▶ [What to do]:
From the first entry to the last, repeat the listing exactly.

▶ [Data excerpts]:

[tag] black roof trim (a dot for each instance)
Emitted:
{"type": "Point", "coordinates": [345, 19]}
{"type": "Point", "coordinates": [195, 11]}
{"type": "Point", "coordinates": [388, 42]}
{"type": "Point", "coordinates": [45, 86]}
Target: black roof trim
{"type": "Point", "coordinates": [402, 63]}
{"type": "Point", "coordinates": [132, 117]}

▶ [Output of the task]:
[tag] black roof trim (a dot for each instance)
Emitted:
{"type": "Point", "coordinates": [345, 19]}
{"type": "Point", "coordinates": [195, 11]}
{"type": "Point", "coordinates": [388, 42]}
{"type": "Point", "coordinates": [45, 86]}
Target: black roof trim
{"type": "Point", "coordinates": [402, 63]}
{"type": "Point", "coordinates": [132, 117]}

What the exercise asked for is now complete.